Task prompt:
Each entry must be restated word for word, with nothing omitted.

*** Opening Available records ***

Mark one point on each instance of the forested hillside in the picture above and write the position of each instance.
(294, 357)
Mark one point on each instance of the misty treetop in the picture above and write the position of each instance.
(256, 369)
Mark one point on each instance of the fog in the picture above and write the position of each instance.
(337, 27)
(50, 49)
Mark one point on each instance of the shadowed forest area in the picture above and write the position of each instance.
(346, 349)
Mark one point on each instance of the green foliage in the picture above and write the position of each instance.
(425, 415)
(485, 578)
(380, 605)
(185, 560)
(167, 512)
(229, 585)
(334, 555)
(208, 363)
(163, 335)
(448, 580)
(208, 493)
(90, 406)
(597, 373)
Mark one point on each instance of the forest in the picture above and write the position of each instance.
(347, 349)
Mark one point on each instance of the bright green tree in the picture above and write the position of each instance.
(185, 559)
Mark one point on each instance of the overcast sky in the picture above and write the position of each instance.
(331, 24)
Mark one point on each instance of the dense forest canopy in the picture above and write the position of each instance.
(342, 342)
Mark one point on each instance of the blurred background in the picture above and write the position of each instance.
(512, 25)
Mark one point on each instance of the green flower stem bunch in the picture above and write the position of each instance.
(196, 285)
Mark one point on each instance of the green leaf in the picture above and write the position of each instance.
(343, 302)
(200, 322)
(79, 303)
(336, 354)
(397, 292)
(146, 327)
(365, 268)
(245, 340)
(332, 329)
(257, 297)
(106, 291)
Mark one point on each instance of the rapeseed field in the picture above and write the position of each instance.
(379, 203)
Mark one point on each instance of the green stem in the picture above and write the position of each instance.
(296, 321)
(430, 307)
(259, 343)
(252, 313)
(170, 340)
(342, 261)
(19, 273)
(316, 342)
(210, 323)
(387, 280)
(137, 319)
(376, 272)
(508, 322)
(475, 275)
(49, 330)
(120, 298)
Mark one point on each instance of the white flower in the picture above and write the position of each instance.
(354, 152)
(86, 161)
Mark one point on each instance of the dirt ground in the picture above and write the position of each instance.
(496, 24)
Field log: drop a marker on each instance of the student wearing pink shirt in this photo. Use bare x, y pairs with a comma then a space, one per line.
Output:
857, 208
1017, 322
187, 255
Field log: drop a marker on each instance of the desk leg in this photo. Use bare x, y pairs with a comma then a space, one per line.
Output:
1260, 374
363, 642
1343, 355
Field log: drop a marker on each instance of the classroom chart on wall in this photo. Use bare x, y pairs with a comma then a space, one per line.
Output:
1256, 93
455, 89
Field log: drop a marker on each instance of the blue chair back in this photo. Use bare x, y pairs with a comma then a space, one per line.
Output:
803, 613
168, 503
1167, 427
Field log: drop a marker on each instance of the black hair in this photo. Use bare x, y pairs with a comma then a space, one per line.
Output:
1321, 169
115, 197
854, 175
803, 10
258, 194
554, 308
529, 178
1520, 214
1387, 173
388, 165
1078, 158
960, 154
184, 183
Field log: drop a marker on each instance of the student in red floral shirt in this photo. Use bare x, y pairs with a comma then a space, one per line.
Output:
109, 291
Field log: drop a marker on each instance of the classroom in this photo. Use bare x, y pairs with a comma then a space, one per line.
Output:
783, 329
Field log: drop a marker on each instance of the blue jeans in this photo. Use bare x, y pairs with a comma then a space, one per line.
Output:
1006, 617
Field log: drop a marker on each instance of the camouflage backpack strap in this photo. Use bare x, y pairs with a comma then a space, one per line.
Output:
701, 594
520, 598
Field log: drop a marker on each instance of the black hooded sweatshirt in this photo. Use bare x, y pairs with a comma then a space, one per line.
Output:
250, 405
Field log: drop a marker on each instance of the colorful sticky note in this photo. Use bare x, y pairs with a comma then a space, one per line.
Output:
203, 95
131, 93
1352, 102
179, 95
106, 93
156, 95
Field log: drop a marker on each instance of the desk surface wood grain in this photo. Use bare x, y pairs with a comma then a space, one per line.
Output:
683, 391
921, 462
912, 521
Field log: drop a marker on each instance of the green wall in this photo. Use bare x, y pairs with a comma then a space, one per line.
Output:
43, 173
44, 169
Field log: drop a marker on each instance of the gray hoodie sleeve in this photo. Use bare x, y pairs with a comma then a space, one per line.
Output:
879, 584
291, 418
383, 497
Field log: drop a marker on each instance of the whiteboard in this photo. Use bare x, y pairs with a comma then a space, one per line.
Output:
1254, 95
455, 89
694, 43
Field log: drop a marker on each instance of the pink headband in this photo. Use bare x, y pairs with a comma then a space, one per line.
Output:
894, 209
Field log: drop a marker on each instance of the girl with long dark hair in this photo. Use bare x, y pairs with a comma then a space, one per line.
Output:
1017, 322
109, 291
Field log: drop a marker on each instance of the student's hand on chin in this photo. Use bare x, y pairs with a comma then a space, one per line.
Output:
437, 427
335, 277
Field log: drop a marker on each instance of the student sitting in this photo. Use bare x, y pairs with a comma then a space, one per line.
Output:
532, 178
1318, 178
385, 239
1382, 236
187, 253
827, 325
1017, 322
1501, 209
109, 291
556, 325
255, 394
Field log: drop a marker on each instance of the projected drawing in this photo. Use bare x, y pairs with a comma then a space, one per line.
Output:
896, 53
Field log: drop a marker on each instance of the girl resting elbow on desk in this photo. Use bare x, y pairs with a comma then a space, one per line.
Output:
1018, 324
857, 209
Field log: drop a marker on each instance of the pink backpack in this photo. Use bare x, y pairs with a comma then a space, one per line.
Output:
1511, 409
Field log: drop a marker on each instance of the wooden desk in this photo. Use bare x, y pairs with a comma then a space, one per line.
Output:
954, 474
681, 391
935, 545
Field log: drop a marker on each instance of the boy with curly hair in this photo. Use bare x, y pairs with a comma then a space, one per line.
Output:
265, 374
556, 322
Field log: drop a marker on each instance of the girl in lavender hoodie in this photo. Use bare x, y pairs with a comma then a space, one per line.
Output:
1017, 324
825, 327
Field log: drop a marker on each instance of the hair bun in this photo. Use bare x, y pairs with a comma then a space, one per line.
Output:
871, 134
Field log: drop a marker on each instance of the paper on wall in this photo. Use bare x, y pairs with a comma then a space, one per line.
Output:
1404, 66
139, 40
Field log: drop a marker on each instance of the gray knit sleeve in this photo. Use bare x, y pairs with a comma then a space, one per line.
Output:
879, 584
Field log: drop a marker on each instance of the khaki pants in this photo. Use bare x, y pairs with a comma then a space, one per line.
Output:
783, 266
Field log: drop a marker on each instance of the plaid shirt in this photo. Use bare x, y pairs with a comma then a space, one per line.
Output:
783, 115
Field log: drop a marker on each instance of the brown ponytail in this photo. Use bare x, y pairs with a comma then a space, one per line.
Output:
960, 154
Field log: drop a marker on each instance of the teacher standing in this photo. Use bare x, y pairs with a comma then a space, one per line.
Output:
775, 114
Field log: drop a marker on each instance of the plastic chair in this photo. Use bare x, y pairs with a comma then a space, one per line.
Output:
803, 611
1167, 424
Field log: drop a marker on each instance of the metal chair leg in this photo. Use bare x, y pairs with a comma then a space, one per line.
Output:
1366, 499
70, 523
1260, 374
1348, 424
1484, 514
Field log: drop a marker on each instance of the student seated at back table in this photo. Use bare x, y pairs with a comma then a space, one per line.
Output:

*** Closing Available records ***

Task solution:
Mark one point on each instance of the forested hillside in the picture above and write the position of each instance.
(294, 357)
Mark one point on each instance of the misty treetop in the picture above and write the position of each instance.
(256, 369)
Mark one point on each instance of the fog in the picture above and write the position of each instance.
(337, 27)
(50, 49)
Mark one point on each instance of the shadowed forest area in the picture above and write the position of each instance.
(346, 349)
Mark one point on each instance of the green foliage in the picture above and write the position of each instance.
(425, 415)
(485, 578)
(380, 605)
(185, 560)
(167, 512)
(229, 585)
(334, 555)
(208, 363)
(163, 335)
(448, 580)
(208, 493)
(90, 406)
(597, 373)
Mark one point on each instance of the forest in the picture above and write the position of each instance.
(347, 349)
Mark one point on each instance of the bright green tree in the picture above and write the position of each instance.
(185, 559)
Mark one point on each instance of the overcast sky in the picture above and write the position of each instance.
(331, 24)
Mark one point on each instance of the dense forest canopy in the picture above and write the position of each instance.
(342, 342)
Mark one point on each instance of the blurred background in the picture above and write the position of each instance.
(512, 25)
Mark one point on each instance of the green flower stem bunch in the picture above and write the position of each instance.
(196, 285)
Mark one point on each instance of the green leaf in the picture above and write the position of each instance.
(343, 302)
(200, 322)
(79, 303)
(336, 354)
(397, 292)
(146, 327)
(365, 268)
(245, 340)
(332, 329)
(257, 297)
(106, 291)
Mark one point on each instance of the rapeseed field in the picture above and write the position of each instance.
(379, 203)
Mark one point on each instance of the green stem in the picture above and write the position of each instance.
(296, 321)
(430, 307)
(259, 343)
(252, 313)
(170, 340)
(342, 261)
(19, 273)
(316, 342)
(210, 323)
(387, 280)
(137, 319)
(376, 272)
(508, 322)
(475, 275)
(49, 330)
(120, 298)
Mark one point on each instance of the white flower in the picture above and write the position of each instance.
(354, 152)
(86, 161)
Mark one point on each instance of the dirt ground in the picture above and write the position of each instance.
(496, 24)
Field log: drop a marker on each instance of the student wearing pink shirt in this photo. Use bare x, y pairs with a comma then a space, one per line.
Output:
857, 208
1017, 322
187, 255
Field log: drop a marker on each instance of the desk leg in this photo. Use bare x, y pairs with a comma then a space, one per line.
Output:
1260, 374
363, 642
1343, 355
Field log: drop a marker on each instance of the classroom chart on wall in this photo. Use bare x, y pairs with a comma then a space, one per line.
Output:
1256, 93
455, 89
Field log: drop a marker on each instance of the blue chair back in this photo. Use bare x, y pairs with a comma then a space, one per line.
Output:
803, 613
168, 503
1167, 427
Field log: drop a marker on each instance of the black hair in this photo. Use bare x, y pairs with a comma then a space, one per line.
Output:
1321, 169
115, 197
854, 175
803, 10
258, 194
554, 308
529, 178
1520, 214
1387, 173
388, 165
1078, 158
960, 154
184, 183
Field log: drop a marker on each instance of the student in red floral shirt in this photo. Use bare x, y pairs with a comma then a space, one per line.
Output:
109, 291
Field log: drop a marker on each instance of the classroom in this photo. Use bare x, y pairs with a comma then a space, one per line.
Output:
783, 329
Field log: drop a marker on each instance of the blue jeans in this photo. Use bare x, y pairs with a comma then a space, one per line.
Output:
1006, 617
Field log: drop a marker on each instance of the camouflage backpack strap in this photo. Use bare x, y pairs with a comma then a space, one per line.
Output:
701, 594
520, 598
Field log: drop a marker on each instance of the black hooded sweatshirt in this photo. Use bare x, y pairs with a comma then a space, one per line.
Output:
250, 405
Field log: drop a marker on each instance of the colorful sticky note in this photo. Use bare x, y pairs with a comma then a space, one per line.
Output:
203, 95
131, 93
1352, 102
179, 95
106, 93
156, 95
Field log: drop a marker on each instance of the desk surface wood grain in this photo. Use bare x, y pairs with a comma then a space, one per line.
Output:
683, 391
921, 462
912, 521
Field log: drop a marker on each instance of the green wall in this photo. Use bare x, y pairs with a comma then a space, one per line.
Output:
43, 173
44, 169
Field log: drop a marker on each instance of the gray hoodie sleeve in this photo. Use bare x, y pairs with a comma then a space, one per line.
Output:
879, 584
291, 418
383, 497
Field log: drop a marker on each instance of the whiteboard in this photo. Use bare x, y pairs with a comma then a space, one per line.
Output:
1254, 95
455, 89
694, 43
Field log: drop a marker on each instance of the pink headband in this photo. Use bare x, y pairs with a comma then a space, one per line.
Output:
894, 209
Field log: drop a marker on each instance of the girl with long dark hair in this photo. Use bare x, y pairs with a comma then a space, one per line.
Output:
1017, 322
109, 291
Field log: drop a marker on each instance of the student's hand on chin in this photo. Use bare x, y pairs with a comma then a space, one per line.
Output:
437, 427
335, 277
Field log: drop a marker on each instance of the student sitting in this photo. Use bare x, y pairs with a comma then a space, one per line.
Output:
532, 178
1318, 178
385, 239
1382, 236
187, 253
827, 325
1017, 322
1501, 209
109, 291
556, 325
255, 394
Field log: drop a marker on each instance of the projected drawing in this photo. Use bare x, y pairs with a comma then a space, one per line.
Output:
896, 53
Field log: drop a marker on each instance of the girl resting elbow on desk in this photo. Use bare x, y pairs with a comma then a space, one per line.
Output:
1018, 324
857, 209
Field log: drop a marker on each instance of the pink backpack in this photo. Use bare x, y pairs with a comma then a space, one per line.
Output:
1511, 409
Field log: drop a marker on each instance of the wooden desk in this photo. Use bare x, y pairs with a comma then a space, one per line.
Output:
954, 474
681, 391
935, 545
Field log: drop a marker on each instance of the boy with curly hair in this photo. Use bare x, y pairs with a comma then a space, one per line.
Output:
265, 374
556, 322
Field log: drop a marker on each instance of the girl in lavender hoodie in this photo. Use bare x, y pairs with a comma then a space, one per line.
Output:
1017, 324
825, 327
Field log: drop a marker on each instance of the hair bun in this photo. Use bare x, y pairs with a comma then a space, one per line.
Output:
871, 134
Field log: drop a marker on each instance of the paper on wall in this photo. Use bare x, y pairs with a comma then a space, one per line.
Output:
1404, 66
139, 40
Field log: drop a marker on each instance of the gray knit sleeve in this photo. Use bare x, y pairs with a comma then a space, one per line.
Output:
879, 584
Field log: drop a marker on each instance of the khaki pants in this photo. Use bare x, y pairs with a comma then a space, one per line.
Output:
783, 266
Field log: drop a marker on each instance of the plaid shirt in this photo. Use bare x, y pairs with a comma then a space, one per line.
Output:
783, 115
Field log: drop a marker on each instance of the brown ponytail in this photo. Use bare x, y pairs with a comma then a space, one per line.
Output:
960, 154
Field log: drop a marker on each instance of the teacher standing in this photo. Use bare x, y pairs with a comma then a space, one per line.
Output:
775, 114
Field log: drop a marker on each instance of the plastic chair in this photo. Use bare x, y pairs with a comma then a space, one per line.
Output:
803, 611
1167, 424
Field log: drop a marker on each instance of the metal chair leg in this photo. Use bare x, y pairs with a comma then a space, one per line.
Output:
1366, 499
70, 523
1260, 374
1348, 424
1484, 514
Field log: drop a marker on each instance of the student seated at back table in this photo. Use bare x, y pairs with a comma then a space, one per line.
Output:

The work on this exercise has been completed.